* _What is required_
Rewrite every line of the entries below as a JSON list of strings, with one string per line and blank lines omitted. Leave the pictures out of the list.

===== Records shown =====

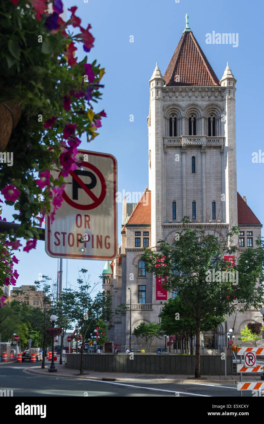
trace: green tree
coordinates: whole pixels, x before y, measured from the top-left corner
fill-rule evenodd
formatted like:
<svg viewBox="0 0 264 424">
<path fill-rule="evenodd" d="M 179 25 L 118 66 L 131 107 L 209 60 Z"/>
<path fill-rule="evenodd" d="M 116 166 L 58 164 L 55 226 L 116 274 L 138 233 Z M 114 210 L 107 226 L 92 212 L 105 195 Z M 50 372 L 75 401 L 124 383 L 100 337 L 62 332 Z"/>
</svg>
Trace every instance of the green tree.
<svg viewBox="0 0 264 424">
<path fill-rule="evenodd" d="M 164 335 L 164 334 L 161 326 L 156 322 L 150 322 L 149 324 L 141 322 L 133 331 L 133 334 L 136 337 L 141 337 L 145 340 L 149 352 L 150 351 L 151 344 L 154 339 L 161 339 L 161 338 L 160 336 Z"/>
<path fill-rule="evenodd" d="M 264 327 L 262 327 L 262 330 L 264 330 Z M 242 328 L 240 331 L 242 337 L 239 337 L 239 340 L 242 340 L 243 342 L 251 342 L 253 343 L 255 347 L 257 347 L 257 344 L 259 340 L 261 340 L 262 338 L 261 334 L 258 335 L 253 332 L 251 330 L 247 328 L 247 326 L 246 324 L 244 328 Z"/>
<path fill-rule="evenodd" d="M 196 321 L 195 377 L 199 378 L 202 318 L 209 313 L 215 317 L 230 315 L 234 312 L 236 302 L 244 304 L 241 311 L 252 305 L 256 308 L 262 305 L 264 243 L 259 239 L 256 248 L 249 248 L 241 254 L 238 263 L 232 268 L 236 275 L 232 280 L 231 272 L 228 273 L 227 271 L 232 263 L 227 262 L 224 257 L 235 256 L 237 248 L 234 240 L 239 233 L 238 227 L 233 227 L 227 233 L 223 230 L 220 234 L 213 229 L 206 231 L 199 225 L 194 228 L 185 217 L 177 233 L 176 243 L 172 245 L 159 240 L 158 251 L 145 248 L 141 259 L 148 272 L 167 277 L 163 287 L 175 291 L 193 311 Z M 164 261 L 165 266 L 157 268 L 157 259 Z M 236 271 L 239 282 L 234 281 L 237 279 Z M 214 272 L 216 278 L 212 278 Z"/>
<path fill-rule="evenodd" d="M 178 315 L 176 315 L 178 314 Z M 192 308 L 183 299 L 177 296 L 165 303 L 159 317 L 161 318 L 161 329 L 166 334 L 173 334 L 180 340 L 185 340 L 185 353 L 193 355 L 193 340 L 195 335 L 195 315 Z M 178 318 L 179 319 L 176 319 Z M 217 327 L 225 320 L 223 316 L 215 317 L 208 313 L 201 319 L 201 331 L 208 331 Z M 189 339 L 191 340 L 190 349 Z M 183 353 L 181 344 L 181 353 Z"/>
</svg>

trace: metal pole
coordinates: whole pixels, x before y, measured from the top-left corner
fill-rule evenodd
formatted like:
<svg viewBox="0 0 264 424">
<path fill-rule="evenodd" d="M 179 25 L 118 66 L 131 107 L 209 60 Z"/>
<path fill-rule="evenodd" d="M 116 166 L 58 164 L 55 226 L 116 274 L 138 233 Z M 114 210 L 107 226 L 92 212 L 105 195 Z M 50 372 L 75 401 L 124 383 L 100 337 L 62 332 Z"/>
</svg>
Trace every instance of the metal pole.
<svg viewBox="0 0 264 424">
<path fill-rule="evenodd" d="M 225 379 L 226 380 L 226 346 L 225 348 Z"/>
<path fill-rule="evenodd" d="M 54 328 L 55 323 L 54 321 L 52 321 L 52 329 L 53 330 Z M 51 347 L 51 364 L 48 371 L 50 372 L 56 372 L 57 371 L 57 368 L 56 368 L 55 364 L 54 364 L 54 335 L 53 331 L 52 332 L 52 346 Z"/>
<path fill-rule="evenodd" d="M 60 285 L 59 293 L 60 294 L 62 291 L 62 258 L 60 259 Z"/>
<path fill-rule="evenodd" d="M 128 290 L 130 290 L 130 323 L 129 324 L 129 350 L 131 352 L 131 289 L 129 287 Z"/>
</svg>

=====

* _The response_
[
  "trace: green tree",
  "coordinates: whole pixels, x before y, measured from the top-left corner",
  "fill-rule evenodd",
  "formatted like:",
  "<svg viewBox=\"0 0 264 424\">",
  "<path fill-rule=\"evenodd\" d=\"M 179 25 L 118 66 L 131 107 L 209 60 Z\"/>",
  "<path fill-rule=\"evenodd\" d=\"M 116 166 L 58 164 L 55 226 L 116 274 L 138 233 Z M 114 210 L 107 226 L 92 212 L 105 195 Z M 50 372 L 75 401 L 124 383 L 100 337 L 62 332 Z\"/>",
  "</svg>",
  "Trace every instance of the green tree.",
  "<svg viewBox=\"0 0 264 424\">",
  "<path fill-rule=\"evenodd\" d=\"M 164 335 L 164 334 L 161 326 L 156 322 L 150 322 L 149 324 L 141 322 L 133 331 L 133 334 L 136 337 L 141 337 L 145 340 L 149 352 L 150 351 L 151 344 L 154 339 L 161 339 L 161 338 L 160 336 Z\"/>",
  "<path fill-rule=\"evenodd\" d=\"M 264 327 L 262 327 L 262 330 L 264 330 Z M 242 328 L 240 331 L 242 337 L 239 337 L 239 340 L 242 340 L 243 342 L 251 342 L 253 343 L 255 347 L 257 347 L 257 344 L 259 340 L 261 340 L 262 338 L 261 334 L 258 335 L 253 332 L 251 330 L 247 328 L 247 326 L 246 324 L 244 328 Z\"/>",
  "<path fill-rule=\"evenodd\" d=\"M 196 321 L 195 377 L 199 378 L 202 318 L 209 313 L 215 317 L 230 315 L 234 312 L 236 302 L 244 304 L 241 311 L 252 305 L 256 308 L 262 305 L 264 243 L 259 239 L 256 248 L 249 248 L 241 254 L 238 263 L 232 268 L 236 275 L 232 280 L 231 272 L 228 273 L 227 271 L 232 263 L 227 262 L 224 257 L 235 256 L 237 248 L 234 240 L 239 233 L 238 227 L 233 227 L 227 233 L 223 230 L 220 234 L 213 229 L 206 231 L 199 225 L 194 228 L 185 217 L 177 233 L 176 243 L 172 245 L 159 240 L 158 251 L 145 248 L 141 259 L 148 272 L 167 277 L 163 287 L 175 291 L 193 311 Z M 164 261 L 165 266 L 157 268 L 157 259 Z M 236 271 L 239 282 L 234 281 L 237 279 Z M 214 272 L 216 278 L 212 278 Z\"/>",
  "<path fill-rule=\"evenodd\" d=\"M 178 315 L 176 315 L 178 314 Z M 192 308 L 183 299 L 177 296 L 165 303 L 159 317 L 161 318 L 161 329 L 166 334 L 173 334 L 180 340 L 185 340 L 185 353 L 193 355 L 193 340 L 195 335 L 195 315 Z M 178 318 L 179 319 L 176 319 Z M 217 327 L 225 320 L 223 316 L 215 317 L 208 313 L 201 319 L 201 331 L 208 331 Z M 189 339 L 191 340 L 190 349 Z M 183 353 L 181 344 L 181 353 Z\"/>",
  "</svg>",
  "trace: metal pole",
  "coordinates: whole pixels, x before y, measured from the top-left corner",
  "fill-rule evenodd",
  "formatted like:",
  "<svg viewBox=\"0 0 264 424\">",
  "<path fill-rule=\"evenodd\" d=\"M 179 25 L 118 66 L 131 107 L 209 60 Z\"/>",
  "<path fill-rule=\"evenodd\" d=\"M 116 166 L 58 164 L 55 226 L 116 274 L 138 233 Z M 114 210 L 107 226 L 92 212 L 105 195 Z M 50 372 L 75 401 L 124 383 L 100 337 L 62 332 Z\"/>",
  "</svg>",
  "Trace every instance of the metal pole.",
  "<svg viewBox=\"0 0 264 424\">",
  "<path fill-rule=\"evenodd\" d=\"M 225 379 L 226 380 L 226 346 L 225 348 Z\"/>",
  "<path fill-rule=\"evenodd\" d=\"M 54 328 L 55 323 L 54 321 L 52 321 L 52 329 L 53 330 Z M 51 347 L 51 364 L 48 371 L 50 372 L 56 372 L 57 371 L 57 368 L 56 368 L 55 364 L 54 364 L 54 335 L 53 331 L 52 332 L 52 346 Z\"/>",
  "<path fill-rule=\"evenodd\" d=\"M 60 285 L 59 293 L 60 294 L 62 291 L 62 258 L 60 259 Z\"/>",
  "<path fill-rule=\"evenodd\" d=\"M 128 290 L 130 290 L 130 323 L 129 324 L 129 350 L 131 352 L 131 289 L 129 287 Z\"/>",
  "</svg>"
]